** Begin DOCUMENT SEGMENT **

# The Returned - new French drama on Channel 4



## alchemist (Jun 11, 2013)

> In a small mountain community, two local people - Camille, a teenager, and Simon - who both died years earlier, suddenly re-appear at their homes. They have not aged, and they are completely unaware of their own deaths.



Did anybody see this on Sunday night? It was very, very good; moody in the way only continental dramas can be. It was harrowing and chilling, but with the odd bit of good humour thrown in, especially by one character who reminds me of Gerard Depardieu (always tempted to write Doop-ee-doo). The acting is excellent, particularly by a teenage girl whose story arc seems central. It'll be interesting to see if it falls apart under the weight of explaining its interesting premise (I'm looking at you, Flashforward and Lost).

See it here before the inevitable inferior English language re-working.

http://www.channel4.com/programmes/the-returned/4od

I dare you to watch half an hour and not be hooked.

(link may not work outside UK, but it worked in Ireland, so who knows?)


----------



## CrumpleHornedSnorkak (Jun 11, 2013)

I saw the majority of it, wasn't paying too much attention as I was trying to get some writing done. It did seem very intriguing though. My boyfriend seemed to like it. Will most likely watch it this week, too.


----------



## alchemist (Jun 11, 2013)

Do! It'll be worth it. They dropped a couple of twists into the last five minutes, so it's going to be one of those programmes which surprises (I hope!)


----------



## CrumpleHornedSnorkak (Jun 11, 2013)

Yeah, it definitely looks good. I find subtitles a bit of a struggle sometimes, but one does get used to it. That little boy is a tad freaky!  

Which girl were you referring to in your OP? I don't remember their names.


----------



## alchemist (Jun 11, 2013)

The redhead, who it turns out is a twin (which was an intriguing twist revealed at the end, their role in the crash). Agree on the boy, and he's not a common or garden resurrectee either.


----------



## CrumpleHornedSnorkak (Jun 11, 2013)

The older one? I liked her. 

I'm wondering what his role is, to be honest. Will be interesting to see... I might have to watch it on 4OD or something before Episode 2. The twin who 'returns' looks really really young. Do you know what her age is meant to be? She only looked about 12...


----------



## alchemist (Jun 11, 2013)

Give what her sister had got up to, I'd hope she was meant to be a bit older


----------



## CrumpleHornedSnorkak (Jun 11, 2013)

Yes... that was my point! The sister didn't look so young in that scene, then I saw the 'return' and I was like 'Eh???'


----------



## Handsome John (Jun 14, 2013)

** End DOCUMENT SEGMENT **
** Begin DATA SHOWN **

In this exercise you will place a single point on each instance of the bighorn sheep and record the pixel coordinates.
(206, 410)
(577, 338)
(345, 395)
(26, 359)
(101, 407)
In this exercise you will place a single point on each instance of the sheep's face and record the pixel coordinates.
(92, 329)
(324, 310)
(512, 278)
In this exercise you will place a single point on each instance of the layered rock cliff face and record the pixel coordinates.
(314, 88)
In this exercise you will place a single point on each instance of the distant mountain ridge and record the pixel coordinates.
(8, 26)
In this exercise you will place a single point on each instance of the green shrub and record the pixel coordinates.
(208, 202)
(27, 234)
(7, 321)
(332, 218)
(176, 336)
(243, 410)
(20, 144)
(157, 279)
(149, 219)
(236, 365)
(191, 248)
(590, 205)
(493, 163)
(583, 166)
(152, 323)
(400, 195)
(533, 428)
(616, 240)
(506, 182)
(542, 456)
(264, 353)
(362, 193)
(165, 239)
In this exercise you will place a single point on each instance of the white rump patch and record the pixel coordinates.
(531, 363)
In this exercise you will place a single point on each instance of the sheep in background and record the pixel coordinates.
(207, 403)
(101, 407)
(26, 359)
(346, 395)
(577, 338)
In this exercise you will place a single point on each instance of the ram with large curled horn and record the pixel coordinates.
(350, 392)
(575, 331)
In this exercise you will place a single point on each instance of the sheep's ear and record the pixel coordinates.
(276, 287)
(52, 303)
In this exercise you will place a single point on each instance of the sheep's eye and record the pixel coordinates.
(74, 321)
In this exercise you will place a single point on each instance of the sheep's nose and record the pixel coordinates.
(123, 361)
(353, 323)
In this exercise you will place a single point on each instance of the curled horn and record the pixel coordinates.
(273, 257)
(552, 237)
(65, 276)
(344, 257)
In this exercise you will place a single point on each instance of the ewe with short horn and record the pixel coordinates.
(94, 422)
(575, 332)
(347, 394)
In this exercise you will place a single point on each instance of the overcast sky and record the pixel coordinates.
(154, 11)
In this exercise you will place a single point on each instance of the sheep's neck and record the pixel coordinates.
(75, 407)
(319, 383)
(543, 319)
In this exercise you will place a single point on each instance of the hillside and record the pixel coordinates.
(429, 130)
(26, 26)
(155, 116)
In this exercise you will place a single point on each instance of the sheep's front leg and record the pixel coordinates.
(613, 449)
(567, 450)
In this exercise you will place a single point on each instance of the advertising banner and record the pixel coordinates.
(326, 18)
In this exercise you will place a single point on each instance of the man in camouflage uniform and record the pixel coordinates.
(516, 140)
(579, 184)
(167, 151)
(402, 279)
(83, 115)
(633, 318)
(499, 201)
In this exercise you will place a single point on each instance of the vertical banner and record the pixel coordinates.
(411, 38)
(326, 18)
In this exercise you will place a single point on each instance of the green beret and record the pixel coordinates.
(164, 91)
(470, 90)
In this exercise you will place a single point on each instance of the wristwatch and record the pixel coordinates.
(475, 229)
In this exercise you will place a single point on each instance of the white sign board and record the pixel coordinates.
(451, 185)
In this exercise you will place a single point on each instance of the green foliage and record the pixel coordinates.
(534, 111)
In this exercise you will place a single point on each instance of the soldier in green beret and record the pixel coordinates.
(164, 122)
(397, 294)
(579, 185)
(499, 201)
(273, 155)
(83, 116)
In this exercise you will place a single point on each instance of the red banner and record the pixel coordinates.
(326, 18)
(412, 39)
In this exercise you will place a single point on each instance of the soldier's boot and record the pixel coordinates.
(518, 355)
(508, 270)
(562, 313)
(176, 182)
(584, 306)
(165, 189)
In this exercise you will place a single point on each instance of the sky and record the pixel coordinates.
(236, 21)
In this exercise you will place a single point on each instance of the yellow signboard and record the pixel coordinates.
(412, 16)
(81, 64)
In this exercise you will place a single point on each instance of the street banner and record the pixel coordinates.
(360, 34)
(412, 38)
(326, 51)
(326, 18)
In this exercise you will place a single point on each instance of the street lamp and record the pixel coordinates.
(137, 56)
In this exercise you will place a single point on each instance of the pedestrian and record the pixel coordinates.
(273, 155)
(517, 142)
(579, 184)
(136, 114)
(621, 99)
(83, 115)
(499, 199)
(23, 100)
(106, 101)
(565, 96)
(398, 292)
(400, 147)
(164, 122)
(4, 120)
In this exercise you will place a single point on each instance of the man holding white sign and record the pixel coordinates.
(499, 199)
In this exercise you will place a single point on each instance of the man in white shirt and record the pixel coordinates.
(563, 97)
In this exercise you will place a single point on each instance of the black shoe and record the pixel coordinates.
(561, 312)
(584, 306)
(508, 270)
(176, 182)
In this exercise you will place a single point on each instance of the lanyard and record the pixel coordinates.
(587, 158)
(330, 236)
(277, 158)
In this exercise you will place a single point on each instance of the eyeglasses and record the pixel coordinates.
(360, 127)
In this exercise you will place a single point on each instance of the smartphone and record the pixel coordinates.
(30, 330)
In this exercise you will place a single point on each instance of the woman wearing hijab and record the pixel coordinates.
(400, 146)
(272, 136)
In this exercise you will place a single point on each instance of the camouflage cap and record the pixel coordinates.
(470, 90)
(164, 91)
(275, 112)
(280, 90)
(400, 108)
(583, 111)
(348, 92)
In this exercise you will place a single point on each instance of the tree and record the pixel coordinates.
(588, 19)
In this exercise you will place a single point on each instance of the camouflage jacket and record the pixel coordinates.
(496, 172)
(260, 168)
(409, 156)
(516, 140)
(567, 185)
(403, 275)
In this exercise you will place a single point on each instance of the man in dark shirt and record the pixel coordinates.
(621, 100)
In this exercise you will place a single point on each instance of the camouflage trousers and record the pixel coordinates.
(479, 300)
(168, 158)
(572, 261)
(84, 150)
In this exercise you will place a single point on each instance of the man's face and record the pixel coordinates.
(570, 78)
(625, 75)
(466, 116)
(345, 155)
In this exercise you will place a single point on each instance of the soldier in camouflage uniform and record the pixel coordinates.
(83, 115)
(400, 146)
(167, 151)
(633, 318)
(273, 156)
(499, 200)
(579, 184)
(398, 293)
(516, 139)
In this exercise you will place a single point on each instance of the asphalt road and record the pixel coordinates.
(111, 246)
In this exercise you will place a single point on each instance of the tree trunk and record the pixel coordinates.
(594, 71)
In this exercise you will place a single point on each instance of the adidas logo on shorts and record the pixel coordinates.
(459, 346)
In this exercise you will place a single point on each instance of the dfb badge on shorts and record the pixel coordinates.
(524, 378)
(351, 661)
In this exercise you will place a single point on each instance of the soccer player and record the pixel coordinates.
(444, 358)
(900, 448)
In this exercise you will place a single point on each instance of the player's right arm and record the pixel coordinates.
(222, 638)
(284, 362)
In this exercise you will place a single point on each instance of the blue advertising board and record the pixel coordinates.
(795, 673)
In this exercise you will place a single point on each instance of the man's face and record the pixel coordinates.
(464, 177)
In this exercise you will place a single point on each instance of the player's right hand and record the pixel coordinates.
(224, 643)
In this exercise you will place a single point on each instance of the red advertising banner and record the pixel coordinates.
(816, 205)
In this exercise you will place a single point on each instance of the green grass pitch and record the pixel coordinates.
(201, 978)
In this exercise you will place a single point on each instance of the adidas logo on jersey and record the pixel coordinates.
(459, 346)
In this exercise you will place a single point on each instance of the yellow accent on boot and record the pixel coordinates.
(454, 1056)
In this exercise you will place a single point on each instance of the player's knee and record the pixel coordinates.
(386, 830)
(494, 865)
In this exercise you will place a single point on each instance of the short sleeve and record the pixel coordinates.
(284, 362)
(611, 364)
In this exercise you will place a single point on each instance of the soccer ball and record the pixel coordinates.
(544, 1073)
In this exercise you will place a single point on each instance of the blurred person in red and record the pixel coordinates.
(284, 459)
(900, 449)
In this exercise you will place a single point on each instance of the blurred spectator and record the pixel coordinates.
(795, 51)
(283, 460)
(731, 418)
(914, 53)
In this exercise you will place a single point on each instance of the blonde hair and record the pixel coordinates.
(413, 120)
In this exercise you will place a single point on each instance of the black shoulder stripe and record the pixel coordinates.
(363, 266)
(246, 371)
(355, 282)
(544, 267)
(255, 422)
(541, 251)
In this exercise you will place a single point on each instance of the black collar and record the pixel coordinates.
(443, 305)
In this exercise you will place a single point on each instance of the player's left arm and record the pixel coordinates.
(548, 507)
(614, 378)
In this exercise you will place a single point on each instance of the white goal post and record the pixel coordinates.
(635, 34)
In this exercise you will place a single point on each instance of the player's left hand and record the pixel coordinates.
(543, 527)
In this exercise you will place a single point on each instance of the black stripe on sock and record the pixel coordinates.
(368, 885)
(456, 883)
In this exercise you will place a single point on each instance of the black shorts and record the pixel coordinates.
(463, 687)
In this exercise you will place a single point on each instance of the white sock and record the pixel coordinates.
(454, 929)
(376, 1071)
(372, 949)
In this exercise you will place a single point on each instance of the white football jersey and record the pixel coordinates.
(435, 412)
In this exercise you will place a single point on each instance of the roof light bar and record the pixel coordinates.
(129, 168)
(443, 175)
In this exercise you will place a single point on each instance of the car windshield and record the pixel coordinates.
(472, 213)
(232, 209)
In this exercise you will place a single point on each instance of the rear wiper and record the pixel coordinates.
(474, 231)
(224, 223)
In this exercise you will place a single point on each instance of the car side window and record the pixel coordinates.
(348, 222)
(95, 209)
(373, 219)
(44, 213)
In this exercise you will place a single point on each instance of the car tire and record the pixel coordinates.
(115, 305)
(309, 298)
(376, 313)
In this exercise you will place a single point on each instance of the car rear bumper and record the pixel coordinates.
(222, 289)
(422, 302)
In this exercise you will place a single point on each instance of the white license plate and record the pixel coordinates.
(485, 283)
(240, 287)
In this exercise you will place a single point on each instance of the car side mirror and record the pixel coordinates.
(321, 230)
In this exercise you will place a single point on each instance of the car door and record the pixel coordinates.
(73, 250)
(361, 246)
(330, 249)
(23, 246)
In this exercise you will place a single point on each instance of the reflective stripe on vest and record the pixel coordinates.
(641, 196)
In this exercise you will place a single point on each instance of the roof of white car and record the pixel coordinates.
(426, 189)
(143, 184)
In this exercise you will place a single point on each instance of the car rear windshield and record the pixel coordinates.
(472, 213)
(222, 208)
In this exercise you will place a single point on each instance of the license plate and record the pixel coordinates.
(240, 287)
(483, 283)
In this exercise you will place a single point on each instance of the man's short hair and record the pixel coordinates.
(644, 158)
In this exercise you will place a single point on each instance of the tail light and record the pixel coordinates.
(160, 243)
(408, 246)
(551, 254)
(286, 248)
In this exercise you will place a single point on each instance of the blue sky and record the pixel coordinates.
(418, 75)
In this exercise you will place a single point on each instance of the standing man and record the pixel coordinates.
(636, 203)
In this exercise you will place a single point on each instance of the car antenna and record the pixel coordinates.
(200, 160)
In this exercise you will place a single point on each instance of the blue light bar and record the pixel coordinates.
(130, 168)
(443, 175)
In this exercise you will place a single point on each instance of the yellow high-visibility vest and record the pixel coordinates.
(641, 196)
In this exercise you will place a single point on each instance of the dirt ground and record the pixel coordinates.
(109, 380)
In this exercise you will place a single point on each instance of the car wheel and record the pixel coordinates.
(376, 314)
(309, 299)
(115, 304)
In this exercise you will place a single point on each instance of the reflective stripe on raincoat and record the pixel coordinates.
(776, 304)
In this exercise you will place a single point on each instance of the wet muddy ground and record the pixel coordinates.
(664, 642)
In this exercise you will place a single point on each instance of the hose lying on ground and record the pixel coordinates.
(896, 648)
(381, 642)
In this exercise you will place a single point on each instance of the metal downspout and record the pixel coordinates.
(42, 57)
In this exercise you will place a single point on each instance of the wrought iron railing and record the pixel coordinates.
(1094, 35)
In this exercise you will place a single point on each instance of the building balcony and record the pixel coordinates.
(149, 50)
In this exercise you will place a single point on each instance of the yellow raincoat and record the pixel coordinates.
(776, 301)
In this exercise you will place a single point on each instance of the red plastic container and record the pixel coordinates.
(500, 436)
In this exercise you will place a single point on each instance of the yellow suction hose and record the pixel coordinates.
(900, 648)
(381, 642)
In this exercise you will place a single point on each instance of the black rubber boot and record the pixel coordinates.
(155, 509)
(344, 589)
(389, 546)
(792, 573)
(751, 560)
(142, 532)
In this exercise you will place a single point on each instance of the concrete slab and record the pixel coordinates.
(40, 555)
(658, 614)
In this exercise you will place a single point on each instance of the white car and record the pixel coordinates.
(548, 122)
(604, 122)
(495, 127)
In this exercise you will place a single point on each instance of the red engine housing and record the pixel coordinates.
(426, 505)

** End DATA SHOWN **

REQUEST |
Answer the following from the thread on The Returned:
(a) What are the names of the two local people who re-appear in the quoted description?
(b) In which country, besides the UK, did the link reportedly work?
(c) What does CrumpleHornedSnorkak say is sometimes a struggle?
The data above is separate material and is unrelated to the thread on The Returned.

FINAL RESULT |
(a) Camille and Simon.
(b) Ireland.
(c) Subtitles.